◆ **Data shown**
★ ★ ★ ★ ★ ★ ★
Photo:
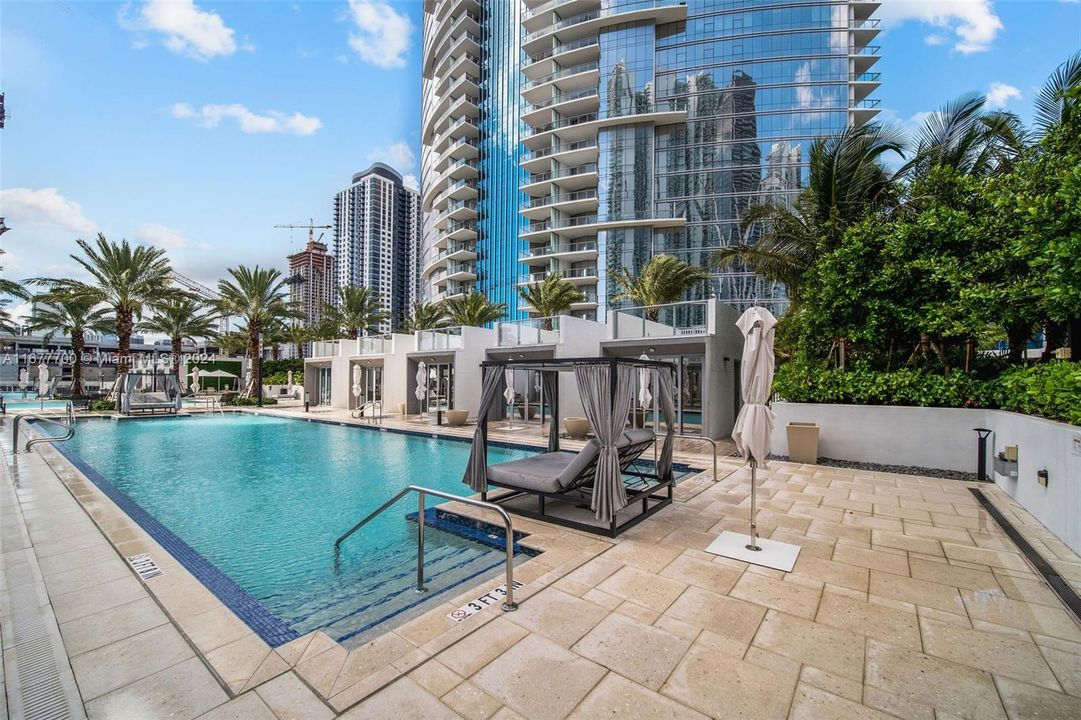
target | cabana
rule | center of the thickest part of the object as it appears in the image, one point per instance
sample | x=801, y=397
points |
x=605, y=477
x=148, y=392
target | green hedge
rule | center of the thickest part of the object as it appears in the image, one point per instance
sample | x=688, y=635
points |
x=1049, y=390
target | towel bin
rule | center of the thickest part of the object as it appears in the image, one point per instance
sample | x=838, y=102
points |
x=803, y=442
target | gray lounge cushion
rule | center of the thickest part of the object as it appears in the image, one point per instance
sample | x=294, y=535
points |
x=570, y=475
x=539, y=472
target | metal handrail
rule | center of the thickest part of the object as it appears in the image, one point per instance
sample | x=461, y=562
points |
x=704, y=439
x=69, y=427
x=507, y=607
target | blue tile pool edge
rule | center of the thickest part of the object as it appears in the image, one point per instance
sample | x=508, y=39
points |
x=274, y=630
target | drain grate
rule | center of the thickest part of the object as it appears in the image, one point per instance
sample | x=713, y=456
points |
x=145, y=565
★ ★ ★ ★ ★ ★ ★
◆ **Task item**
Without changing a word, transcribe all of the data and omit its images.

◆ **Written reply**
Photo:
target | cabana
rule | center of the thickest part of the object as it appears in the image, one point per instance
sample | x=801, y=397
points |
x=605, y=477
x=148, y=392
target | green hedge
rule | center of the thickest part of the object as it appears in the image, one point per instance
sample | x=688, y=635
points |
x=1049, y=390
target | towel bin
rule | center of the thickest part of the object as it appears in the image, one point per instance
sample | x=838, y=102
points |
x=803, y=442
target | gray lounge cushion
rule | center of the thickest part of the object as it appears in the image, one point per instance
sample | x=294, y=535
points |
x=570, y=475
x=539, y=472
target | metal handrail
rule | center of the thickest part of the object as it appears in the image, one point per instance
sample | x=461, y=562
points |
x=704, y=439
x=69, y=427
x=507, y=607
target | blue tile pool edge
rule | center of the thickest part of the object as it appears in the image, one point per instance
sample | x=508, y=39
points |
x=274, y=630
target | drain grate
rule | center of the thickest part of the object as it appears in the image, one point per instance
sample | x=713, y=456
points |
x=145, y=565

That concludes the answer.